══ SUPPLIED RECORDS

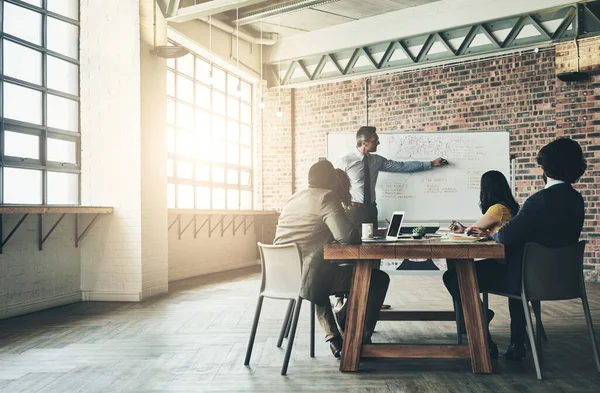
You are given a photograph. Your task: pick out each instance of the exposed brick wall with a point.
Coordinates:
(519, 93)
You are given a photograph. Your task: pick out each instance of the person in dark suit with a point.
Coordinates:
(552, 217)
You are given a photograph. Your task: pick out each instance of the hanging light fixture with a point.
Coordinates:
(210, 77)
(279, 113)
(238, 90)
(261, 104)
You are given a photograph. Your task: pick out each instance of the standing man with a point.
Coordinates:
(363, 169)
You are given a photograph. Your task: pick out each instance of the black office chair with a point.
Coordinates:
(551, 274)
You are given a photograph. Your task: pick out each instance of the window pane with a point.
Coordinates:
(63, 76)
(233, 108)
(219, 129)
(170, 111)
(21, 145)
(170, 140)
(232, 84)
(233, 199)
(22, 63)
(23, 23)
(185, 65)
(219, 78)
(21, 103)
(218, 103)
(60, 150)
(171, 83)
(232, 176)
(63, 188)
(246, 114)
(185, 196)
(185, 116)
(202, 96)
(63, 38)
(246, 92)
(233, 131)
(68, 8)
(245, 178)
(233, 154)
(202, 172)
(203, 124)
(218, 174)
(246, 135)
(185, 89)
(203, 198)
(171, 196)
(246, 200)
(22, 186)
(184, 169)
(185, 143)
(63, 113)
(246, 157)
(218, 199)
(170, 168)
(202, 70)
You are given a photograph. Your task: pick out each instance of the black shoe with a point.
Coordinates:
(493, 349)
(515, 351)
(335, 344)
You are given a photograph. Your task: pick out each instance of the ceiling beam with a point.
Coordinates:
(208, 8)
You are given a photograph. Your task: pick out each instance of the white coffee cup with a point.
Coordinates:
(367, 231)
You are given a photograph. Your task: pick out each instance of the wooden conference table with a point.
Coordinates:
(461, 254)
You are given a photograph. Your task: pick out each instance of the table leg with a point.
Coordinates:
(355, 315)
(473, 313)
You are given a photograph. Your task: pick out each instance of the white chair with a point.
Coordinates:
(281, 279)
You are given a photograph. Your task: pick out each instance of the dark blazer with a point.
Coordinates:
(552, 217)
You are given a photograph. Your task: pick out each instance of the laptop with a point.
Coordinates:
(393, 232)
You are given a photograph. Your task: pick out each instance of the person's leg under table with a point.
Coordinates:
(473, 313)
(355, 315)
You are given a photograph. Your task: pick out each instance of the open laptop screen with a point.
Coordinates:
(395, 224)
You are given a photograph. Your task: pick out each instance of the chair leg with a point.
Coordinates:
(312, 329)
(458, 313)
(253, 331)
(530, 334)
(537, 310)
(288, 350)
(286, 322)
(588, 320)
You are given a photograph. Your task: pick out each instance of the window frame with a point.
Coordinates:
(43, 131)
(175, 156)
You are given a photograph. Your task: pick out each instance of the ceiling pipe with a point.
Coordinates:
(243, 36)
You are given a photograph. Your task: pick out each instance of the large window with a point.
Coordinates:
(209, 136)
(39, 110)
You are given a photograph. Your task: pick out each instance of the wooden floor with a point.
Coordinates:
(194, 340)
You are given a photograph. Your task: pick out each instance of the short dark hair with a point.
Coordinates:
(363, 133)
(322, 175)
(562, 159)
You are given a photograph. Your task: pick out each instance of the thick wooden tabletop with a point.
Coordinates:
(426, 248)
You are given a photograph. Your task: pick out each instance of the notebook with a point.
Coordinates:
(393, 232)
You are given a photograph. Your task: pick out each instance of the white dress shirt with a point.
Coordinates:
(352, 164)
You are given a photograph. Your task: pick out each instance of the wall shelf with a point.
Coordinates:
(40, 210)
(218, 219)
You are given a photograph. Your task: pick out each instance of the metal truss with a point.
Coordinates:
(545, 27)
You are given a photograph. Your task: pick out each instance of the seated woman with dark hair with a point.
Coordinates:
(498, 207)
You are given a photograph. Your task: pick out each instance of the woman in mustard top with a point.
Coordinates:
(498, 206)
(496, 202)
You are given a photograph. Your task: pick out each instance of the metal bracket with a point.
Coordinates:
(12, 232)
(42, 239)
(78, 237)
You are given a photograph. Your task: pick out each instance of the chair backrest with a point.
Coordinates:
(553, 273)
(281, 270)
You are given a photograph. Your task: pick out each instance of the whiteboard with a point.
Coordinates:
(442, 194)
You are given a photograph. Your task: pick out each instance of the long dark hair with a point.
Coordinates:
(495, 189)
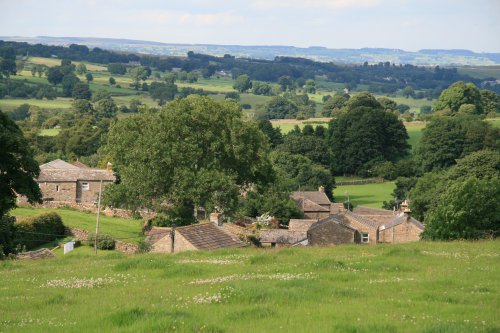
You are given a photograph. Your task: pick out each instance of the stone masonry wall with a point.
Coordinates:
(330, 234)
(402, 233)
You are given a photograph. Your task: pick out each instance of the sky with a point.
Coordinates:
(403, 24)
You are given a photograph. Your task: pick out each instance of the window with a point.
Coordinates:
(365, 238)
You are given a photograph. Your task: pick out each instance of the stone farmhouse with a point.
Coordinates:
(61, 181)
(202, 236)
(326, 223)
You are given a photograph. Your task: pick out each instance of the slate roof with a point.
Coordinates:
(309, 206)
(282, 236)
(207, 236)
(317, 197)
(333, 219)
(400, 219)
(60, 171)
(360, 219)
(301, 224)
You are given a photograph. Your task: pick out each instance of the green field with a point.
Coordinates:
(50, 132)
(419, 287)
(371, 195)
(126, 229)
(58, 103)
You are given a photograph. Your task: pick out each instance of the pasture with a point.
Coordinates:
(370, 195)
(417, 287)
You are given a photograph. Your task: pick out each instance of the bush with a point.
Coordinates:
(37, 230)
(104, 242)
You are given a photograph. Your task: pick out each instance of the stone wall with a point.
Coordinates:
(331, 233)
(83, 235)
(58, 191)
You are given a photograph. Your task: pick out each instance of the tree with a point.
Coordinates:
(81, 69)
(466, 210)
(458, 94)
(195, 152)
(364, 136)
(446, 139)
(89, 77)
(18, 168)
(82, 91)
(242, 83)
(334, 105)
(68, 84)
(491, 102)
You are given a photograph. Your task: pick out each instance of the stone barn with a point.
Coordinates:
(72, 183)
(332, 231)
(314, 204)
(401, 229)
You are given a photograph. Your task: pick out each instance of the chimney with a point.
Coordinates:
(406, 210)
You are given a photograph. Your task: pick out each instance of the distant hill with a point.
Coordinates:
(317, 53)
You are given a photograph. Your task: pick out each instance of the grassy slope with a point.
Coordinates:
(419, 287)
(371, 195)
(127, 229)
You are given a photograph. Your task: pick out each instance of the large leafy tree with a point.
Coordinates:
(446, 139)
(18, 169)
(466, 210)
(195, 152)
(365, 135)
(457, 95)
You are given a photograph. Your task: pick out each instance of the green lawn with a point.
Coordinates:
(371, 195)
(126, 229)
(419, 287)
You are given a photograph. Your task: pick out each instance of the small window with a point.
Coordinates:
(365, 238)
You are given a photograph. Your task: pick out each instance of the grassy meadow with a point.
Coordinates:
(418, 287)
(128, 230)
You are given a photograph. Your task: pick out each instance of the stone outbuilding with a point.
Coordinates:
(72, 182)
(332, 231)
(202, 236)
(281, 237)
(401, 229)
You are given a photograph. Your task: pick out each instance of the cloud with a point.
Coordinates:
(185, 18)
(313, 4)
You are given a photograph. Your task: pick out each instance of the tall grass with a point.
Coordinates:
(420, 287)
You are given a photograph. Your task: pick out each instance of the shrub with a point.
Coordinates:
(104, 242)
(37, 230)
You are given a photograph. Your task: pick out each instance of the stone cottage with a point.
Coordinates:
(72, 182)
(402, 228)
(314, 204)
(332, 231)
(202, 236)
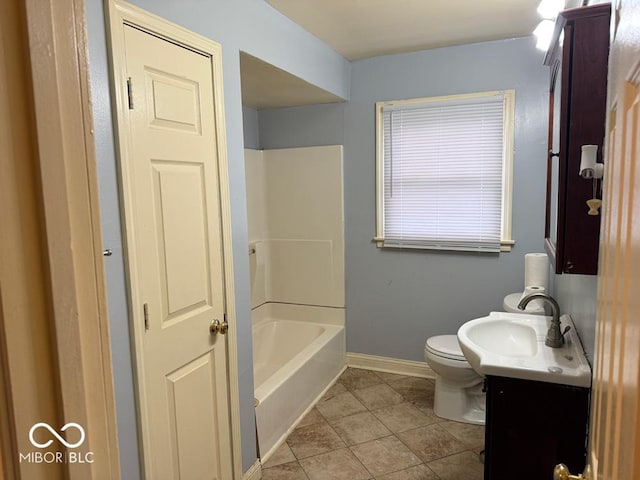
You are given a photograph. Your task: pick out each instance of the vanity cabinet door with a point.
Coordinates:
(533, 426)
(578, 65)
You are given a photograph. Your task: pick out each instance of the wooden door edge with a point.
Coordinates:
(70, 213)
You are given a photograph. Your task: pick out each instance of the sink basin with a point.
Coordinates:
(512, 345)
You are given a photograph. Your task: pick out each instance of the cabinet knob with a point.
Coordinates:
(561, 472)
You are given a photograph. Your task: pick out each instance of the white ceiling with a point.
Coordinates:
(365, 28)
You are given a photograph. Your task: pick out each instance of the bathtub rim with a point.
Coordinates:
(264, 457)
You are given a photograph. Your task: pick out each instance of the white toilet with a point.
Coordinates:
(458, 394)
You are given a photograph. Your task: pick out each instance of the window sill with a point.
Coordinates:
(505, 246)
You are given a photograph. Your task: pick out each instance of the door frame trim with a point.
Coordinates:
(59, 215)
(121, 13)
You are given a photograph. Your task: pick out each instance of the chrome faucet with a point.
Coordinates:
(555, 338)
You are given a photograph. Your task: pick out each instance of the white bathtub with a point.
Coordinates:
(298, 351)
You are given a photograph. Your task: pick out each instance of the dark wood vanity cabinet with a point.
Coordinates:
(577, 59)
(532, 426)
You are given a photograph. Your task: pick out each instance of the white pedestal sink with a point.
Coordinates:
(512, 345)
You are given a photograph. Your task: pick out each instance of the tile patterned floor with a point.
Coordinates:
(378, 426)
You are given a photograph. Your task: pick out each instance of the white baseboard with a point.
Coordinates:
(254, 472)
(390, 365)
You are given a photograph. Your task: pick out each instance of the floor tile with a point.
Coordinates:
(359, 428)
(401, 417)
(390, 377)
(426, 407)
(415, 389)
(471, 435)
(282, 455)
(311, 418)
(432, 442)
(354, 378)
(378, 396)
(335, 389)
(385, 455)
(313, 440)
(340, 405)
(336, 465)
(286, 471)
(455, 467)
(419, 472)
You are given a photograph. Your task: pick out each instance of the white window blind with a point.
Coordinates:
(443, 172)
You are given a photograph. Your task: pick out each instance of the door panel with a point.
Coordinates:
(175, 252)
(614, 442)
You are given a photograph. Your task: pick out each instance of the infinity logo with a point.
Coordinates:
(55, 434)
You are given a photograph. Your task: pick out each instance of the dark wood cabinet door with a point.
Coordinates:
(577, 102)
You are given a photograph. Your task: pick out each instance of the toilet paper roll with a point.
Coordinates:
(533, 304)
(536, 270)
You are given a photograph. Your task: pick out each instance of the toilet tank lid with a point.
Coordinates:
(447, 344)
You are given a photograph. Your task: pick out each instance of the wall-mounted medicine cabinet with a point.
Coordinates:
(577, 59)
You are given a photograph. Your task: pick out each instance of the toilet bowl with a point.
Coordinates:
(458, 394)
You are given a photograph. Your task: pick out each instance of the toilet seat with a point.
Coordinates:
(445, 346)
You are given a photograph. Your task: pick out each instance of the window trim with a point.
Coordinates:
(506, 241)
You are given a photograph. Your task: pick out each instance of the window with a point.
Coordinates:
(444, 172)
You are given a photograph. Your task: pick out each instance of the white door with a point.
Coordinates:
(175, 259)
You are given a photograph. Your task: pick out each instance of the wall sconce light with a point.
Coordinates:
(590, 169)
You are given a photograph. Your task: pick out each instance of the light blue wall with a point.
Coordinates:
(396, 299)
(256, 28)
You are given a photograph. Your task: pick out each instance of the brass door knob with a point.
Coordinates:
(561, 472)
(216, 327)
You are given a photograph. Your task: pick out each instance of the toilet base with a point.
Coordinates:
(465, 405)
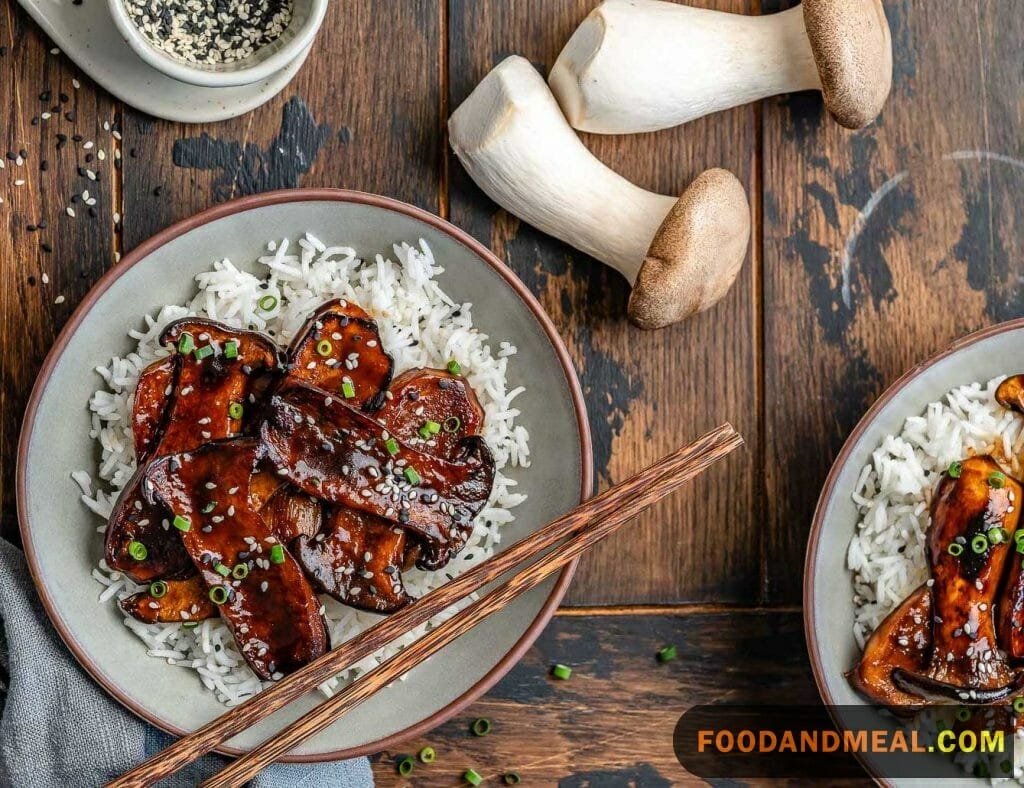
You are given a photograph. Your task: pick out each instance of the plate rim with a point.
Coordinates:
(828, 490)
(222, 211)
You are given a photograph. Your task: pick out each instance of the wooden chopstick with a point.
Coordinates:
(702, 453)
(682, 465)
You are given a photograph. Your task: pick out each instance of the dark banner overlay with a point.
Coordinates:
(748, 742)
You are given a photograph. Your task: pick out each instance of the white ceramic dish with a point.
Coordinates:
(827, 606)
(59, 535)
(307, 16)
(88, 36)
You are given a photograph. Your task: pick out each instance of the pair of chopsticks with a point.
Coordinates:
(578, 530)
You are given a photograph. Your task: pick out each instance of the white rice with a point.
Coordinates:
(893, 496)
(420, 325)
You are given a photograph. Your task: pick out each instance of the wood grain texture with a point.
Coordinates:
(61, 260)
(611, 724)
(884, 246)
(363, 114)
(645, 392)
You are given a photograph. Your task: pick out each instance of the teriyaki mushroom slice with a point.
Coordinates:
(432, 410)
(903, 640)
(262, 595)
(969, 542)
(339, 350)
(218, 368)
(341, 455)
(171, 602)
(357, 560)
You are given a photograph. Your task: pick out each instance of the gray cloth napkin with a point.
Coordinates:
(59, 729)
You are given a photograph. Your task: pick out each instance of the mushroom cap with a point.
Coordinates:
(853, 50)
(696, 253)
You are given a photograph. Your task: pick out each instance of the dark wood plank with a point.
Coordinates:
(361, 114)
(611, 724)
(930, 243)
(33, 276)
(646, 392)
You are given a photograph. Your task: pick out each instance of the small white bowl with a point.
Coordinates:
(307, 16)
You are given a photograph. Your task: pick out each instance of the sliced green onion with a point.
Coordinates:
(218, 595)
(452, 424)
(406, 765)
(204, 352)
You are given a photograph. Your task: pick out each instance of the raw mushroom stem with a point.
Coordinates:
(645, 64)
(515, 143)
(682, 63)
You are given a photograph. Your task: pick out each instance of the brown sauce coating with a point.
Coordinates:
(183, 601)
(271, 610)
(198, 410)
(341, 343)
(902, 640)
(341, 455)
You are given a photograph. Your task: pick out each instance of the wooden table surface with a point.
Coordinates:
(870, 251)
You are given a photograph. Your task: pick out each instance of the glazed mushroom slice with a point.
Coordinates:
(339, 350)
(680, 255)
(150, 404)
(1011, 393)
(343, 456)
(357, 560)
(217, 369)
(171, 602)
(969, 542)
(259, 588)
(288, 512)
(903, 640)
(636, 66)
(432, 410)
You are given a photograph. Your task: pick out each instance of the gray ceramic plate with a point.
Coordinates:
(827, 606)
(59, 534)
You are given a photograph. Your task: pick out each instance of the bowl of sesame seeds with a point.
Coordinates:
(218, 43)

════

Quote every line from the line containing "texture with a point." through the closing line of the listing, including both.

You are given a photograph. Your task: pick out each instance of the wood grain texture with a point.
Coordinates:
(61, 260)
(611, 724)
(884, 246)
(363, 114)
(645, 392)
You are given a photograph. Your task: pick out each instance of the teriyaki mushroom slice with a point.
Coordinates:
(432, 410)
(903, 640)
(262, 595)
(969, 542)
(339, 350)
(218, 368)
(341, 455)
(171, 602)
(357, 560)
You are given a photograph. Your task: pick out each instance of the gray cloth napkin with a point.
Coordinates:
(59, 729)
You are given a photograph. Your task: pick out each instance of the mushroom cap with a point.
Coordinates:
(853, 50)
(696, 253)
You are given a photograph. Your task: pick out each instance of the dark wood plank with a point.
Coordinates:
(361, 114)
(611, 724)
(930, 243)
(33, 276)
(646, 392)
You are given a photograph. Your task: pick out each instance of the small white bowl with a point.
Coordinates:
(307, 16)
You are given a photograph. Your task: pick out each instance of the sliced green onion with a point.
Coordinates:
(218, 595)
(452, 424)
(406, 765)
(204, 352)
You are given a photograph. Your task: pick out each instance of the raw mushroom stem with a point.
Coordinates:
(645, 64)
(515, 143)
(682, 63)
You are given a photograph. Your task: pick out each instance of the brown sauce coating with a point.
Coordinates:
(183, 601)
(271, 610)
(198, 410)
(341, 343)
(902, 640)
(341, 455)
You are given a photograph. Your task: pick out each instance of the wooden table surface with a point.
Coordinates:
(870, 251)
You are given a photograph. Your task: pick out each instance of the glazed mushroom slice with a point.
Coordinates:
(339, 350)
(680, 255)
(150, 404)
(1011, 393)
(343, 456)
(357, 560)
(217, 369)
(171, 602)
(969, 542)
(259, 588)
(288, 512)
(903, 640)
(636, 66)
(432, 410)
You are given a photograph. Your task: pick out each instance of the gray ceramic plate with a point.
Coordinates:
(827, 606)
(59, 534)
You are given a photograph. Your task: pick out each instance of the bowl of sesame seeds with a point.
Coordinates:
(218, 43)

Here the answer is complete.